Document excerpt:
Cali49a (who follows line play better than me) illuminated some of these issues.

The right side of the line and the center (the starters) are so weak, I don’t even know where to start. It is not a good sign when you can see your OLine’s numbers or them looking backwards as a defender blows right by them. Holding penalties, multiple false starts, allowing defenders to shoot gaps to stop runs for losses. That happened way too much today and until that stops, this offense is going to continue to struggle. It’s the same OL suspects in Cal’s losses that struggle mightily.

IMHO, Mitchell Schwartz is doing ok. He makes some mistakes but not nearly enough that warrants my attention. Brian Schwenke has quietly improved over the past 6 weeks. Most improved OL imo. Chris Guarnero. It’s time to sit on the bench. Dominic Galas plays with fire in his belly and despite the penalties gives Cal more than Guarnero. Justin Cheadle. Time to join Guarnero on the bench. Richard Fisher is dying to get on the field and he knows his assignments. Donovan Edwards. Time to join the other two guys. Matt Summers-Gavin is not a tackle. Move him back to guard or keep him on the outside and provide him with more help on obvious pass plays.

The OLine needs to play with a mean streak every game. Only a few of the OL guys play with a mean streak every snap. You can probably guess who they are. But there is no way Cal can beat the big boys when big uglies up front can’t get their act together.

Perhaps the talent on the offensive line is weaker than it has been (i.e. no Alex Mack types on this unit). But the coaches should still be able to find a way to utilize their talents properly and have them executing proper technique. Right now our offensive line just continues to make mistakes against strong defensive coaches (Oregon State twice, USC twice, Washington once, Oregon once). We shouldn't be going three and out with all the talent we have  at the skill positions. Our quarterbacks should not be running for their lives against good opponents and continuously dealing with collapsing pockets. Our tailbacks should not be getting stuffed in the backfield the moment they get the ball.

Tedford has said that offensive line changes will be made next week. But for me, it starts with Marshall. Whatever progress he's made on the recruiting front, he's completely undone it with his in-game coaching and practice preparation. We might have a bottom-tier executing offensive line in the Pac-10, and that's very much on him.

Defense

Eight games through, I've seen all I need to of Clancy Pendergast's vaunted aggressive schemes. And I've come to a verdict. I don't like his defense.

I've noticed a rather disturbing trend. When Cal scores first, our defense plays very well. Our players gets more confident and our blitzes tend to disrupt the offense. Our defenders play closer in and get inside the quarterback's head. They've had five games like that, two against Pac-10 bottom feeders (UCLA and Arizona State), one against a good opponent (Arizona), and two against overmatched units.

But when the opposition scores first? Open the floodgates. Because we start panicking and overcompensating. Eventually the discipline in our unit breaks down and opposing offenses take immediate advantage. All in all, we've given up 45 points a game when we fall behind first. Yikes.

Here are some of the things that go wrong.

We overpursue and give up huge runs both inside and outside. Jacquizz Rodgers killed us on several occasions yesterday when he feinted inside to bring the cornerback in (Steve Williams on one occasion, Marc Anthony on a few others), and then bounced to the outside. When the Beavers ran their zone schemes inside, the inside linebackers ran into the line and out of the play. Who's looking forward to the Oregon game and trying to shut down LaMichael James?

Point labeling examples
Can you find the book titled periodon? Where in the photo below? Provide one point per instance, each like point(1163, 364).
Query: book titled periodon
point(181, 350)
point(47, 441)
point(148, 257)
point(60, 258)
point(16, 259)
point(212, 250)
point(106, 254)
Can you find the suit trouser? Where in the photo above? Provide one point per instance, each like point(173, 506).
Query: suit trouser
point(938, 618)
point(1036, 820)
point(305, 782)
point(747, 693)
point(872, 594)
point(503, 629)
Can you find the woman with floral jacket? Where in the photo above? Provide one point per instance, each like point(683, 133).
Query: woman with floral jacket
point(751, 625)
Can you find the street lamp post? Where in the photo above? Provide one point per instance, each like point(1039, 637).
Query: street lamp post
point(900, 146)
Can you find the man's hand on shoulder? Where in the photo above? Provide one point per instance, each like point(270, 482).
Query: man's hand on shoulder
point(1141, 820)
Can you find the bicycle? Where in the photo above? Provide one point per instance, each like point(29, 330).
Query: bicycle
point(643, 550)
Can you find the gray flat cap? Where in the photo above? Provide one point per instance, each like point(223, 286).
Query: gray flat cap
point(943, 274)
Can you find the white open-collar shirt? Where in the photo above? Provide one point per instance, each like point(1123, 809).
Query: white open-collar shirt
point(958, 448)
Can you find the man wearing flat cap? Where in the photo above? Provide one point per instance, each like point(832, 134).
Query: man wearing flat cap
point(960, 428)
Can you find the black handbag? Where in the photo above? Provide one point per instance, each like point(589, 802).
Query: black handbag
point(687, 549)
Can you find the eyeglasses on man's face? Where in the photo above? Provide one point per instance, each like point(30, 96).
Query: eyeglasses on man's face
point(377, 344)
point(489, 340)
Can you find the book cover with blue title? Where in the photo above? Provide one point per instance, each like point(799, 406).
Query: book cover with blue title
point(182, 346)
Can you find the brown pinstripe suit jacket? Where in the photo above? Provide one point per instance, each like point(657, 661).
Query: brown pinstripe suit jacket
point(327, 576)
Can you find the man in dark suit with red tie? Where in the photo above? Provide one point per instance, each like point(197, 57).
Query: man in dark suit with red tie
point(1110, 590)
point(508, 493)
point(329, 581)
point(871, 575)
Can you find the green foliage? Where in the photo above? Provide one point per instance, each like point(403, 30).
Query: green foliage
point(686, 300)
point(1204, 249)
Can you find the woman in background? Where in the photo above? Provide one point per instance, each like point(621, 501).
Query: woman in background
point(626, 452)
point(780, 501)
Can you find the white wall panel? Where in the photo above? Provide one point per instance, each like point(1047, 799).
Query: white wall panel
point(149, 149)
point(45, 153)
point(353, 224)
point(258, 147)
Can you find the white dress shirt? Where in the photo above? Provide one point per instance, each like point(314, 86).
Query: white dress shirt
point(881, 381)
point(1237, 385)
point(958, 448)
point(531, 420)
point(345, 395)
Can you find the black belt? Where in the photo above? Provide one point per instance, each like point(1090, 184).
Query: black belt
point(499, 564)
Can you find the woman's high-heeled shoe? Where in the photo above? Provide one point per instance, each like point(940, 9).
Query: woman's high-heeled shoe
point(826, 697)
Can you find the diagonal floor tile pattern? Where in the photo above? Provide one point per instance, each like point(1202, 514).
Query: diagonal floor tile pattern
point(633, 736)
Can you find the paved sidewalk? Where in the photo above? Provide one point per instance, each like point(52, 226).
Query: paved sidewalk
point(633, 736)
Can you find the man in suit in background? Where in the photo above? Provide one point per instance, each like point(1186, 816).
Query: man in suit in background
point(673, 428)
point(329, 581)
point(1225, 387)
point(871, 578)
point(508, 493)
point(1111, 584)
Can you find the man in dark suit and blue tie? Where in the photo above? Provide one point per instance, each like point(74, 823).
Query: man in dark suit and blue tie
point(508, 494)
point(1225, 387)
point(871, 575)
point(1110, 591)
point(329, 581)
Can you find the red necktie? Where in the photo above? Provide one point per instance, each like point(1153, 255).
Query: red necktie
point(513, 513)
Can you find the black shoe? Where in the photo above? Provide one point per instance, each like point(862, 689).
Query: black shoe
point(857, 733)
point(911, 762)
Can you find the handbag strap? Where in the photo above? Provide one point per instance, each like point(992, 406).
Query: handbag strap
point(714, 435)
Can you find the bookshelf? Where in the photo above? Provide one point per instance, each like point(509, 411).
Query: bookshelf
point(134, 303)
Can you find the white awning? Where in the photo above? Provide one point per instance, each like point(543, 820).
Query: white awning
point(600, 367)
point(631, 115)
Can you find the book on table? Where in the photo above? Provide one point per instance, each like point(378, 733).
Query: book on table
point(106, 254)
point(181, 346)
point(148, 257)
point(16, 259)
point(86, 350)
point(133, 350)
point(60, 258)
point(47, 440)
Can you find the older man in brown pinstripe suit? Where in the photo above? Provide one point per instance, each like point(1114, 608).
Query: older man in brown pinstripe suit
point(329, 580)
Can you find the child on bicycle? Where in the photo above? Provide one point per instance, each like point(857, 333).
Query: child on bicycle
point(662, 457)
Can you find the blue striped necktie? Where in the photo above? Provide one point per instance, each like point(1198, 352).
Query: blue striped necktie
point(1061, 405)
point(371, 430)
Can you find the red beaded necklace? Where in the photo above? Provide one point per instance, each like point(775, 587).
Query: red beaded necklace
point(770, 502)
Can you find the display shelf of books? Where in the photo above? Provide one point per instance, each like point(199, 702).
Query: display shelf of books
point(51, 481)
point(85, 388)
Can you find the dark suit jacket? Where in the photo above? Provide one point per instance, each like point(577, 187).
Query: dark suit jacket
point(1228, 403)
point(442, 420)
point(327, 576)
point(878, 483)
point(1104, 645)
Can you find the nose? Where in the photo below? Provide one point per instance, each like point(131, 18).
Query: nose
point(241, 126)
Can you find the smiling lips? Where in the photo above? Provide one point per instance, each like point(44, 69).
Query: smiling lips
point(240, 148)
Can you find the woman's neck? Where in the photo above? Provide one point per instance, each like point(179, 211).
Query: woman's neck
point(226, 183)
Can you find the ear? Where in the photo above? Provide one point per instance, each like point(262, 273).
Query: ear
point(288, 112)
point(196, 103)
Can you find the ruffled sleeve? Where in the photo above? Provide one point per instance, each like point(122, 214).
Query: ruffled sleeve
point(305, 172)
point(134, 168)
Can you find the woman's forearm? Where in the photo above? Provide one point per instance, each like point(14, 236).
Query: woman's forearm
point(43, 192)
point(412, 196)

Required actions:
1/ Answer these questions from the Cal football post:
(a) Which offensive lineman does the writer call the most improved?
(b) How many points per game has the defense given up when Cal falls behind first?
(c) Which two teams does the writer call Pac-10 bottom feeders?
2/ In the Cal football post, list every player named in the paragraph that begins "IMHO, Mitchell Schwartz is doing ok."

Written responses:
1/
(a) Brian Schwenke
(b) 45 points
(c) UCLA and Arizona State

2/
Mitchell Schwartz
Brian Schwenke
Chris Guarnero
Dominic Galas
Justin Cheadle
Richard Fisher
Donovan Edwards
Matt Summers-Gavin